▶ Excerpt:
********************

Objective: To identify the clinical and adverse effects of intravenous chemotherapy combined
with intraperitoneal chemotherapy in the treatment of gastric cancer with abdominal peritoneal
Methods: Retrospective analysis was performed on 49 gastric cancer patients with abdominal peritoneal
carcinomatosis. Patients were divided into two groups: patients subjected to intravenous chemotherapy
(n = 27) were defined as the Control group and patients subjected to combined intravenous and
intraperitoneal chemotherapy (n = 22) were defined as the Combination Therapy group. Then the objective
efficacy, survival, and adverse effects of two groups were evaluated.
Results: The clinical characteristics of two groups were equally distributed. Compared with the Control
group, the Objective Response Rate (ORR) and Disease Control Rate (DCR) of the Combination
Therapy group were significantly higher (all P<0.05). The Median Survival Time (MST) of the Control
group was (6.57 ± 0.75) months, which was significantly shorter than in the Combination Therapy
group (15.03 ± 2.31) months (P < 0.05). In addition, the 12-, 18-, 24-, 30-, 36-, and 60-month survival
rates of the Control group were all significantly lower than those of the Combination Therapy group.

********************

▶ Problems to solve:
1. Write out the gastric cancer abstract again from "Results: The clinical" to "of the Combination Therapy group.", changing "Median Survival Time" to "Median Overall Survival".
2. According to the gastric cancer abstract, how many patients made up the Control group?
3. Continue the gastric cancer abstract past its last sentence.
The material that comes after the gastric cancer abstract has no connection to it.

(Natural-language object grounding data)
********************

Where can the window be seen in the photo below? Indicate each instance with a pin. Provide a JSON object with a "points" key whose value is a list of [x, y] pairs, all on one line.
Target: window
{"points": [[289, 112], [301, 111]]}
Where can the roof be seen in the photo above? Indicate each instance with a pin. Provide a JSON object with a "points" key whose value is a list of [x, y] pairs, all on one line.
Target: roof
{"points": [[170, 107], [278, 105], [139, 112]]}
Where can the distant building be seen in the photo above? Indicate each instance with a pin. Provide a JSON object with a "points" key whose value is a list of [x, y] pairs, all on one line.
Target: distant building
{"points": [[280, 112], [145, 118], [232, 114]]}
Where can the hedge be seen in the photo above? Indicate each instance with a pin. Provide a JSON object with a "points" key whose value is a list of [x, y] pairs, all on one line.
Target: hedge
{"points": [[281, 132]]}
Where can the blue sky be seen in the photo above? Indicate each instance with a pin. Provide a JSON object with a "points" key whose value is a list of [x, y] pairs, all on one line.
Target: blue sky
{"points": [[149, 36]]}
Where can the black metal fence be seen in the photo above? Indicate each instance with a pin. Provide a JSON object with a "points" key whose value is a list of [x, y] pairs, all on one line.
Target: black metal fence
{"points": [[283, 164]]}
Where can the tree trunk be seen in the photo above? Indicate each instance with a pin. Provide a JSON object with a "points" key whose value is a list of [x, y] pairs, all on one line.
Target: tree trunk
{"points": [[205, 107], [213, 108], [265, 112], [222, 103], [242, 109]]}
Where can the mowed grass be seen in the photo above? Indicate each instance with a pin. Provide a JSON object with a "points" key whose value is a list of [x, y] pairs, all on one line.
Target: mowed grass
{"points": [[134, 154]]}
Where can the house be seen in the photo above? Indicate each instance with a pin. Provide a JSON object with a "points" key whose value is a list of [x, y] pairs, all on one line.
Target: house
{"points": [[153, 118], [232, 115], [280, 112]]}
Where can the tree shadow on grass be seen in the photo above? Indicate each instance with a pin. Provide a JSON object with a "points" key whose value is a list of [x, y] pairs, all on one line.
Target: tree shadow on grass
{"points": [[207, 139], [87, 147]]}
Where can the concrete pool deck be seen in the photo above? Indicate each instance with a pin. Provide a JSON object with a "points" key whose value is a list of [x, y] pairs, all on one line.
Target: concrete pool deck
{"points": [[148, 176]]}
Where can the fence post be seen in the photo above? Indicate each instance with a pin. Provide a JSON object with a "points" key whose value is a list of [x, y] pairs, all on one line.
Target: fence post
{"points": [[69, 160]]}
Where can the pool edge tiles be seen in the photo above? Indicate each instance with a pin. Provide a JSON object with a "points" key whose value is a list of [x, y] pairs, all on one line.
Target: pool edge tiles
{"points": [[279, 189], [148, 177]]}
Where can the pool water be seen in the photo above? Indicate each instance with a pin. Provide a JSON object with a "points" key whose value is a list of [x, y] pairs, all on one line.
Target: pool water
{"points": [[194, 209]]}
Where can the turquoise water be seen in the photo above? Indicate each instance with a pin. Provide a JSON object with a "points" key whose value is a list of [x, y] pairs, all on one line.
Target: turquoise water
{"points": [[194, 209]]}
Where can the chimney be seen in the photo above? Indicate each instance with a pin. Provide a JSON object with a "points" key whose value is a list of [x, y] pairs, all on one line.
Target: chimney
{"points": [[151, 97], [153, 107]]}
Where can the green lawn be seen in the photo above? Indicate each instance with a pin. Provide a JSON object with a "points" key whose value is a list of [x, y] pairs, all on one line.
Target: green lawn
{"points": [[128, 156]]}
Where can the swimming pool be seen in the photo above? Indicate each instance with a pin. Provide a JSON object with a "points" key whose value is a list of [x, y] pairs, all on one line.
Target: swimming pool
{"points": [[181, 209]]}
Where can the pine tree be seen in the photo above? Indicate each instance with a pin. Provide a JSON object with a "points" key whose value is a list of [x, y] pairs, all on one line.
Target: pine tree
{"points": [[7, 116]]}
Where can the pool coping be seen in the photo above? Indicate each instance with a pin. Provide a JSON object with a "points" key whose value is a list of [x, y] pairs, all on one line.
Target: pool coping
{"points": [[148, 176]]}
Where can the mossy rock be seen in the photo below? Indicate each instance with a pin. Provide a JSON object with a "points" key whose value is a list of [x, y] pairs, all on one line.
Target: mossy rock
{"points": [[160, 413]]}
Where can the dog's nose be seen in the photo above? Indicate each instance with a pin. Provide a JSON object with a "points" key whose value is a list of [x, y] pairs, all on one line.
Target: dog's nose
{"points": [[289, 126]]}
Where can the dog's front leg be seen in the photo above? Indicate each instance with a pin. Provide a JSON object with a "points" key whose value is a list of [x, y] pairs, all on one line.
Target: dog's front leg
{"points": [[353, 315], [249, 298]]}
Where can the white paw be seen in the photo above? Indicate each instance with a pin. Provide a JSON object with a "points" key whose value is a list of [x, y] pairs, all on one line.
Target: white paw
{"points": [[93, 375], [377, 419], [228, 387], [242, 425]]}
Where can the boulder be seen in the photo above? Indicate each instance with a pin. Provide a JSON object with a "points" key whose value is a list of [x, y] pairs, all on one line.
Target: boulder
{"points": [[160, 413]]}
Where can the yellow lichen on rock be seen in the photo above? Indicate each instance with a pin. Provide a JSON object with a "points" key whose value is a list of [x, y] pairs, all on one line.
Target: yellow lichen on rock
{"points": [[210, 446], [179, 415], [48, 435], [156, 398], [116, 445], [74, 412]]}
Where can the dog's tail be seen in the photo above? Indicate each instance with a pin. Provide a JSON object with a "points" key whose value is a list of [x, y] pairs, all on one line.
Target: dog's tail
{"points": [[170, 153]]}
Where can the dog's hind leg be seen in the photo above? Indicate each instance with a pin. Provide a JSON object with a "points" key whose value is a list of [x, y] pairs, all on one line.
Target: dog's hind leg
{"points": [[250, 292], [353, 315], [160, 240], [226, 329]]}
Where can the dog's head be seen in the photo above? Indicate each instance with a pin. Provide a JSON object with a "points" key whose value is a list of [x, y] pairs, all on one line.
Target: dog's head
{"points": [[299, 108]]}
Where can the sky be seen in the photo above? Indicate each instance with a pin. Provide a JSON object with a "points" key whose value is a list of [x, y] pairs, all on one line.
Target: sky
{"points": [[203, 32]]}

********************

▶ Outputs in order:
1.
Results: The clinical characteristics of two groups were equally distributed. Compared with the Control
group, the Objective Response Rate (ORR) and Disease Control Rate (DCR) of the Combination
Therapy group were significantly higher (all P<0.05). The Median Overall Survival (MST) of the Control
group was (6.57 ± 0.75) months, which was significantly shorter than in the Combination Therapy
group (15.03 ± 2.31) months (P < 0.05). In addition, the 12-, 18-, 24-, 30-, 36-, and 60-month survival
rates of the Control group were all significantly lower than those of the Combination Therapy group.

2. 27 patients

3.
Furthermore, the incidence of adverse reactions in the two groups was not statistically significant; neither
of the treatments resulted in severe complications.
Conclusion: Compared with intravenous chemotherapy alone, the combined intravenous and intraperitoneal
chemotherapy was more effective in improving quality of life and extending survival time in patients
with abdominal peritoneal carcinomatosis from gastric cancer. In addition, the combination
treatment is tolerable and therefore worth further clinical study.